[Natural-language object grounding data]
★ ★ ★

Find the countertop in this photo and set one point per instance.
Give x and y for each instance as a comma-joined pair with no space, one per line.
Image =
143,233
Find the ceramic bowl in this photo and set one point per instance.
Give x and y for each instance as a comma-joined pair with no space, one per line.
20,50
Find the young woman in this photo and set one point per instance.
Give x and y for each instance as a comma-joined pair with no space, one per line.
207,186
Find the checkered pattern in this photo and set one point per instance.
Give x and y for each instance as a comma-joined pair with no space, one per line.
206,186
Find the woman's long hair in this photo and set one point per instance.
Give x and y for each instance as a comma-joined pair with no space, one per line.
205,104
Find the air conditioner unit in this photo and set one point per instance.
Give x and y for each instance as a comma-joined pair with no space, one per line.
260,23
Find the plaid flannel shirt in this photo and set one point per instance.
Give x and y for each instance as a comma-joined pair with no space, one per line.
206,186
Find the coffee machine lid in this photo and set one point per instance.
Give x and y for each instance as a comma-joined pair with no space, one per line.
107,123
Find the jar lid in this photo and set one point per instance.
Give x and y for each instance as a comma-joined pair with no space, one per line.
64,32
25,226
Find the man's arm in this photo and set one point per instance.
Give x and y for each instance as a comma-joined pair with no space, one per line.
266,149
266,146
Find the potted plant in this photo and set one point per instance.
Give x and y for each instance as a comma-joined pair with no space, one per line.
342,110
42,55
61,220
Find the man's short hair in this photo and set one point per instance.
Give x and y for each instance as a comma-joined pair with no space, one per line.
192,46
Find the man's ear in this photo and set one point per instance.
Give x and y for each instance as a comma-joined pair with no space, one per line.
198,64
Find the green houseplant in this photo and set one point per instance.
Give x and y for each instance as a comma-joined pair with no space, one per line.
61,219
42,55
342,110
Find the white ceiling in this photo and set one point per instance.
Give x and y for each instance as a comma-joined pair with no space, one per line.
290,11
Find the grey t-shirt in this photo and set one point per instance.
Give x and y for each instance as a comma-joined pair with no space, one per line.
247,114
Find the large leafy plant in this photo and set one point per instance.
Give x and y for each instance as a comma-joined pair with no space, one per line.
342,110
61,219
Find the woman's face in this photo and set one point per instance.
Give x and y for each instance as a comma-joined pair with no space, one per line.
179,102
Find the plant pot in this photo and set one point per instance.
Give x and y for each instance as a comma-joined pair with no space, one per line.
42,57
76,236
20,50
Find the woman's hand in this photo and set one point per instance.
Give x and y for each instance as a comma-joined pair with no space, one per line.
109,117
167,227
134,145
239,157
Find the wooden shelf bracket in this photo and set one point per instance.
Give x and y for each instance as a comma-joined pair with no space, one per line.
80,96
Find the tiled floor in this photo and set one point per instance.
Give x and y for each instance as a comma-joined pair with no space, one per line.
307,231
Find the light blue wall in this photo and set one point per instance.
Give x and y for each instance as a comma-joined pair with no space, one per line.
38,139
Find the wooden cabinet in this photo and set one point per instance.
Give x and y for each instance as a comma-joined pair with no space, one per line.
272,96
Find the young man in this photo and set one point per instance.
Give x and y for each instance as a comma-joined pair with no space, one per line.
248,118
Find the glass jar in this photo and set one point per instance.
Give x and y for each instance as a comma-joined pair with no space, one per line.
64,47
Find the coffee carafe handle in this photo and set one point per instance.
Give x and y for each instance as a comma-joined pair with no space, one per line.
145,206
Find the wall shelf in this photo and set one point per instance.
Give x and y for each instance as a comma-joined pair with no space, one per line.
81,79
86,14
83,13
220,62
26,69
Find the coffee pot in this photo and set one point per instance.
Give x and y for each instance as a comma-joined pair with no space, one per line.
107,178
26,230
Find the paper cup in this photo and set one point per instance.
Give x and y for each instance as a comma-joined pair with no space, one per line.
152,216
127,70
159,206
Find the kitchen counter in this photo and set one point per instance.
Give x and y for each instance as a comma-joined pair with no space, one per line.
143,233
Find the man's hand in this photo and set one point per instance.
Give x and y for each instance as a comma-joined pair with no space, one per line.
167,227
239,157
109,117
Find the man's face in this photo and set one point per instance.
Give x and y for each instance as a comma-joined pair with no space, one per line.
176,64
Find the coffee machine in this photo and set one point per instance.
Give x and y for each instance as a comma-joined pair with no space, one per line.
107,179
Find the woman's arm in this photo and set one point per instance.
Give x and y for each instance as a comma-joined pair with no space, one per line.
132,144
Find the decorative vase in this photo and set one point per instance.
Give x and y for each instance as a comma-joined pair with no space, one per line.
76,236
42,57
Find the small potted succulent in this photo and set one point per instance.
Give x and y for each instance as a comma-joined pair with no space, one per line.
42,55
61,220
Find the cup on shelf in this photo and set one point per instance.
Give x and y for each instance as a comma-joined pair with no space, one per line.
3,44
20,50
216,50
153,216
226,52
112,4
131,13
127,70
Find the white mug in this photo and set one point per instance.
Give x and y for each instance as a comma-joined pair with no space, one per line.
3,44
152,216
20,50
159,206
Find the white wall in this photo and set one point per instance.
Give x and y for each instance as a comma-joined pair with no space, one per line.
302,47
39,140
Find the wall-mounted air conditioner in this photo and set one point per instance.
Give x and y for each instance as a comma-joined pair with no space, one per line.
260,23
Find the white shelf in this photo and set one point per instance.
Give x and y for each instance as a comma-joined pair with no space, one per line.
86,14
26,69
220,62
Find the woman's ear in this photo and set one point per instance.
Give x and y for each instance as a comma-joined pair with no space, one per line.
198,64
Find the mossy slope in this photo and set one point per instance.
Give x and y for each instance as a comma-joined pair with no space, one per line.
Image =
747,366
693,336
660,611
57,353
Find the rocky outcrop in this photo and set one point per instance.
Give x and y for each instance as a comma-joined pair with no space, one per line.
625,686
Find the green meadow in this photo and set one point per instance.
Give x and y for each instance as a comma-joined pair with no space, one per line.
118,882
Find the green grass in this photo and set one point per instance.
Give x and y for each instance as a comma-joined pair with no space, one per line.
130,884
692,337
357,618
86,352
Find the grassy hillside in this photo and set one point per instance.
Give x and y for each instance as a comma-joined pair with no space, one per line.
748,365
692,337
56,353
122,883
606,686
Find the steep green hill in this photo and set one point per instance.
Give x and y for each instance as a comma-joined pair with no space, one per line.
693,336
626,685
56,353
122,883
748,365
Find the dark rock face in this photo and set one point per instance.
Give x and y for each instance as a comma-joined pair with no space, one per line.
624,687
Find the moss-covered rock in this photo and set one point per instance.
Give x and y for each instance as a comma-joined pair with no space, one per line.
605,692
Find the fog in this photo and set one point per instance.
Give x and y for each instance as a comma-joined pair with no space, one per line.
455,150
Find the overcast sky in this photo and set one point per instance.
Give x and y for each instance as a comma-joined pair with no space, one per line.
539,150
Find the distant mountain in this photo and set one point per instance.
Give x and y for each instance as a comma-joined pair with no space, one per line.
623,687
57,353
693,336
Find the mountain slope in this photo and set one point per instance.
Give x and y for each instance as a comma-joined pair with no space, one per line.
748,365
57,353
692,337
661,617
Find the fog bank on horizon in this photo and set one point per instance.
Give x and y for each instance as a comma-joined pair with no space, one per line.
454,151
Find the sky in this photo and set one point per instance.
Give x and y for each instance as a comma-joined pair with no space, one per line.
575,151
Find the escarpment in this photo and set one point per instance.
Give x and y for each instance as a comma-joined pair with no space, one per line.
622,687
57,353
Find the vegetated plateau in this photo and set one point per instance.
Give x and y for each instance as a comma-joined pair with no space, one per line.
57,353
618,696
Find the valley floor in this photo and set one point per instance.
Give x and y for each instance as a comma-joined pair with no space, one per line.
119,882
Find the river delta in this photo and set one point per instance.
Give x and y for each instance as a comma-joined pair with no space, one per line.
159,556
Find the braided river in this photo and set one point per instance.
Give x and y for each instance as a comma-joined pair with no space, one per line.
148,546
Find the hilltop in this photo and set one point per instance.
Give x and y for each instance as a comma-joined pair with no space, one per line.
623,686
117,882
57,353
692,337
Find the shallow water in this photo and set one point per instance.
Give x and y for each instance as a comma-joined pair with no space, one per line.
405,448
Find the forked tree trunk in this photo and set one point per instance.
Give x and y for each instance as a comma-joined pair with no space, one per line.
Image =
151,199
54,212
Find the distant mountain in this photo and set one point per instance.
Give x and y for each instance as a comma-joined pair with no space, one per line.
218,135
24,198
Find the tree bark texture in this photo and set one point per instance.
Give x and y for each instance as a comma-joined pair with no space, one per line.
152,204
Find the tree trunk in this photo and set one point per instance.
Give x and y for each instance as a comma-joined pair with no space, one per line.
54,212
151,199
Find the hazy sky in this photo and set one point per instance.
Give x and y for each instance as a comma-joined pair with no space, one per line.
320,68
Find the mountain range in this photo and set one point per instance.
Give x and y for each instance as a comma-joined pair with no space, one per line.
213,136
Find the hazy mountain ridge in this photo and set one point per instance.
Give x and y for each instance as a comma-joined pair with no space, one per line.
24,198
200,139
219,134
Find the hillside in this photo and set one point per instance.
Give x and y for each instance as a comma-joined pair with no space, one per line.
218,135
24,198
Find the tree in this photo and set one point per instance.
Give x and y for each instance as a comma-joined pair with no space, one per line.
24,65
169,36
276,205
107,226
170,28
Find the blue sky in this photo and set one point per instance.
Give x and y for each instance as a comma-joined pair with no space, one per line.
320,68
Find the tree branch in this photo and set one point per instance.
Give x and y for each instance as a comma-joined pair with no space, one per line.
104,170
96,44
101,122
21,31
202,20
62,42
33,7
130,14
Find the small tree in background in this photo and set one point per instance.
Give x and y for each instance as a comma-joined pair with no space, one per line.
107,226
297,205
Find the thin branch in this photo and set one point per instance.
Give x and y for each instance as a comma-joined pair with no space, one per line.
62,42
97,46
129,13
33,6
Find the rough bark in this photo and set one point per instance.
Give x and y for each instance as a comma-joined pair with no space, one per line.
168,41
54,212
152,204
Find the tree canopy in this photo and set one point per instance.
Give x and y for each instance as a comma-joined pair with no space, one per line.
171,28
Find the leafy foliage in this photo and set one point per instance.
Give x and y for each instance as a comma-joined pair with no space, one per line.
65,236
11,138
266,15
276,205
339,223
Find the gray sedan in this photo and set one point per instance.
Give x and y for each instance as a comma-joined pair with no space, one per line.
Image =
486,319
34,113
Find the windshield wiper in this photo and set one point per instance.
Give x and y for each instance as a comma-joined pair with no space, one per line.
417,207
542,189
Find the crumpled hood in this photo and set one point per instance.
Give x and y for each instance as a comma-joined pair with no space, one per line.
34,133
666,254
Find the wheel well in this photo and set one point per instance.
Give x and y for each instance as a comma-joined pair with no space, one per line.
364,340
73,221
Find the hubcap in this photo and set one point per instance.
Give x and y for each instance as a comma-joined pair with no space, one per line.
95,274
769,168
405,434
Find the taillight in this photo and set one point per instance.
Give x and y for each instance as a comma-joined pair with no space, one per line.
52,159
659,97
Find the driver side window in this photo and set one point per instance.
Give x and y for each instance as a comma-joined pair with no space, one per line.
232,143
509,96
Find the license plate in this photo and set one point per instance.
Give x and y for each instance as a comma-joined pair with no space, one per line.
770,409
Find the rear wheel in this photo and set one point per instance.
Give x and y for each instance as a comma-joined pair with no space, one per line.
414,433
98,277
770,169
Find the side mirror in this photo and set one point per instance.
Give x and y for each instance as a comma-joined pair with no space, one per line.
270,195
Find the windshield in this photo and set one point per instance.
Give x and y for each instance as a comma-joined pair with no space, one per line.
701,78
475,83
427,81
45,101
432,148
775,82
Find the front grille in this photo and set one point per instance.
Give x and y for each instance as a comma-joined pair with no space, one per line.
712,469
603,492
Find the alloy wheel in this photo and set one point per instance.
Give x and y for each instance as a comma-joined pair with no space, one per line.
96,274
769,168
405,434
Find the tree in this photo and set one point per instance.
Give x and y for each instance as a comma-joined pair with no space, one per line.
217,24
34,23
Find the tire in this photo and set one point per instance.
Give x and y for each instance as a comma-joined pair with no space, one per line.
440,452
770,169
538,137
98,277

★ ★ ★

→ What to do: When you reach the line containing "Find the rear" in the data above, start copying exactly, and stop after the line containing "Find the side".

→ Task solution:
Find the rear wheel in this photo and set one point per instance.
Give x and y for each instance as a comma-joined pair with no space, one per line.
414,433
98,277
770,169
Find the side mirror in this photo and set one point per instance.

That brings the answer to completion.